* What to produce
Provide nothing except how many lines of the data contain the word "shrub".

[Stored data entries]
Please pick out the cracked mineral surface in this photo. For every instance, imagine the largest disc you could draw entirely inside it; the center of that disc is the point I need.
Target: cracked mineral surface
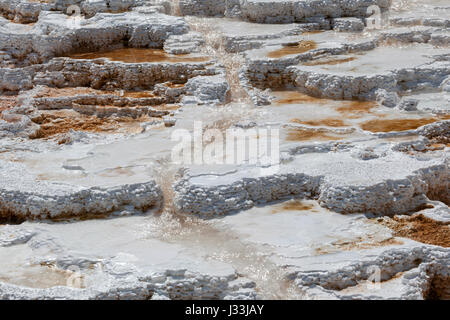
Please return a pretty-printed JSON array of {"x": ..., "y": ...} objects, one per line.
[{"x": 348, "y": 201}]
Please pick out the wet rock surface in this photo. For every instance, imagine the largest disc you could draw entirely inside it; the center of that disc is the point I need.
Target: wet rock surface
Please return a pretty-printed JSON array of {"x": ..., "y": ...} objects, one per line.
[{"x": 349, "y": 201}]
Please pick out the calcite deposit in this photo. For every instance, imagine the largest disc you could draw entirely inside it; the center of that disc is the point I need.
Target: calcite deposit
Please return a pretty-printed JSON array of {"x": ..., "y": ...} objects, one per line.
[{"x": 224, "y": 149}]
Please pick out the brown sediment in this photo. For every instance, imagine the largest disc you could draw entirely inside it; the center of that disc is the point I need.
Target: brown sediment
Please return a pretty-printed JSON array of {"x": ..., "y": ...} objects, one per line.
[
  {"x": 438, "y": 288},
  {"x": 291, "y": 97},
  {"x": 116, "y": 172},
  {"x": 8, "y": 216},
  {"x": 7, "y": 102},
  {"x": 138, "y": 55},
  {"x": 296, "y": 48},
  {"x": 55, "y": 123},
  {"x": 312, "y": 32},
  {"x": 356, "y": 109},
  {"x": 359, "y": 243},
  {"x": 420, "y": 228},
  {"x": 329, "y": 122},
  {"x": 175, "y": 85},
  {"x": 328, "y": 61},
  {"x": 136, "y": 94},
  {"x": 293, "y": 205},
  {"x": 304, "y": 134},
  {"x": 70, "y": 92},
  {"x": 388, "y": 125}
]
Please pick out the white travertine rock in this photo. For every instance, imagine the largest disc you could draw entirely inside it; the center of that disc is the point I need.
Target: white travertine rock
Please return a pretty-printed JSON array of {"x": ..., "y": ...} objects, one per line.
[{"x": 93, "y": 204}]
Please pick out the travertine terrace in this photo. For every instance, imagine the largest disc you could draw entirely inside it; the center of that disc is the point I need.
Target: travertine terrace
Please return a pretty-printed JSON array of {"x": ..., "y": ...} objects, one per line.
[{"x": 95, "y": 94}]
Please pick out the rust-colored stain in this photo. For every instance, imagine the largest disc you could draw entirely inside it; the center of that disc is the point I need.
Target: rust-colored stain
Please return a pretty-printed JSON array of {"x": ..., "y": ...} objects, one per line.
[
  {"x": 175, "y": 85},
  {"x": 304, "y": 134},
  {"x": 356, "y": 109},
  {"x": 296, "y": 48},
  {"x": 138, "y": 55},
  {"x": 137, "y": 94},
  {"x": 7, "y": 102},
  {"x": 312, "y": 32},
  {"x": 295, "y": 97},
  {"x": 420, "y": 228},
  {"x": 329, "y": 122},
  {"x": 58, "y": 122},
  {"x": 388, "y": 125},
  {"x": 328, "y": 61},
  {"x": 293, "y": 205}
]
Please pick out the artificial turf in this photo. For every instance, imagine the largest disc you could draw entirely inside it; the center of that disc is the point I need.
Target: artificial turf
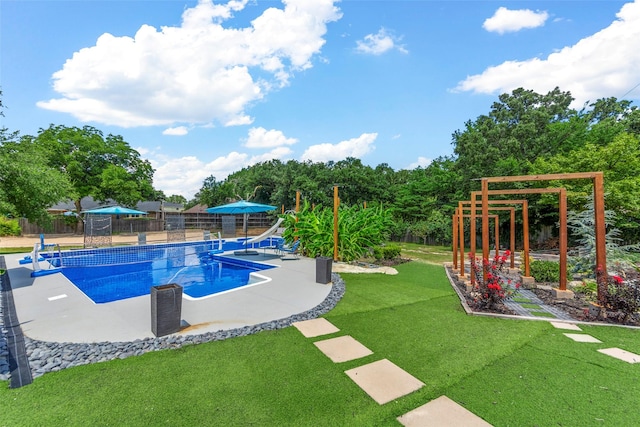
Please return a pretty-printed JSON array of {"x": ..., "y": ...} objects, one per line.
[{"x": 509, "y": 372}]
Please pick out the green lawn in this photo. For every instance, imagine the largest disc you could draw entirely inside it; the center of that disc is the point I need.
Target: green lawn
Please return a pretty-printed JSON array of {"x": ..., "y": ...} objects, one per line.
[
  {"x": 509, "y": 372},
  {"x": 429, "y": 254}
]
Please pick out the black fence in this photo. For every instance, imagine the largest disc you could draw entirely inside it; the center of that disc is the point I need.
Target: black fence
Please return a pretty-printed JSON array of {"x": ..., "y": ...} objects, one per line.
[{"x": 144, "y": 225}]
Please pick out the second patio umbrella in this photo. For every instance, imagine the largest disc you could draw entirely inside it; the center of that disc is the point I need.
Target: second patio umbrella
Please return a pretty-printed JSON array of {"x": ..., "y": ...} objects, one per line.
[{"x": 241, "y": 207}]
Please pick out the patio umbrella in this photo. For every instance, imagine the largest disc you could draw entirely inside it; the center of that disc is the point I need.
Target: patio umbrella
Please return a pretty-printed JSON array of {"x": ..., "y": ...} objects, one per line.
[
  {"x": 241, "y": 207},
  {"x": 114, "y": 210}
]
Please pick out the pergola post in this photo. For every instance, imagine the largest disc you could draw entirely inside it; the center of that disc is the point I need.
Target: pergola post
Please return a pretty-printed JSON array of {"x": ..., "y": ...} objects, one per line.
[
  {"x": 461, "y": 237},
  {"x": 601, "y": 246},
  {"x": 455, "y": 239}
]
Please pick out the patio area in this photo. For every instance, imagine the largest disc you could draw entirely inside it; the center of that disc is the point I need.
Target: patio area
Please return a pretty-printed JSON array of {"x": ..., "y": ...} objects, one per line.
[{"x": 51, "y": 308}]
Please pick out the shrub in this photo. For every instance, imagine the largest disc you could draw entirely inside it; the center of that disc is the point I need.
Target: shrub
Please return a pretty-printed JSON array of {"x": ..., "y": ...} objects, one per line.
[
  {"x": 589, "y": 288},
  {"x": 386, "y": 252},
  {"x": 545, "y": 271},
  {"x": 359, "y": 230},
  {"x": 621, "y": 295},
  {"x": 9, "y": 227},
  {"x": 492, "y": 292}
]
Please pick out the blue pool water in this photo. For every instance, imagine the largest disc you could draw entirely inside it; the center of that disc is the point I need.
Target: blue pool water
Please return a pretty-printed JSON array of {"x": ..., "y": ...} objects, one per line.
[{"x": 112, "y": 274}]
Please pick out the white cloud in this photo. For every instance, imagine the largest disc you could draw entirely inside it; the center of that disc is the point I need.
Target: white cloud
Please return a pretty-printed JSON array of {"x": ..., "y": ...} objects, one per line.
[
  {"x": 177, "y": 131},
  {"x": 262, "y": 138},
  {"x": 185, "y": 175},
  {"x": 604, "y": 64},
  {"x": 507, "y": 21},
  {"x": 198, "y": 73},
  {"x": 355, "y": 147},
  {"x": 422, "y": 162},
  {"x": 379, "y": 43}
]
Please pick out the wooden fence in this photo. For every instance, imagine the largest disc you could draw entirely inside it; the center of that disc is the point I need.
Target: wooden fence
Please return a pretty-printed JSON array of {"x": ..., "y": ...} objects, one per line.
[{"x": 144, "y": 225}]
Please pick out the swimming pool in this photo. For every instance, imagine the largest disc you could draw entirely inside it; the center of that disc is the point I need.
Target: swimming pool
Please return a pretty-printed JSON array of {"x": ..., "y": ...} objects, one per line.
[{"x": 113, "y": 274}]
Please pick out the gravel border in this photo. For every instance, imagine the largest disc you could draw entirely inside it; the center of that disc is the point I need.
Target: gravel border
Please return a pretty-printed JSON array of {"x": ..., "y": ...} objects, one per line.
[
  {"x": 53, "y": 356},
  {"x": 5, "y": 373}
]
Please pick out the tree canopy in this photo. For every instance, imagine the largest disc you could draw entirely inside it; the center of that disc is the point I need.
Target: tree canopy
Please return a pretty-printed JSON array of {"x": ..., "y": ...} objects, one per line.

* Written answer
2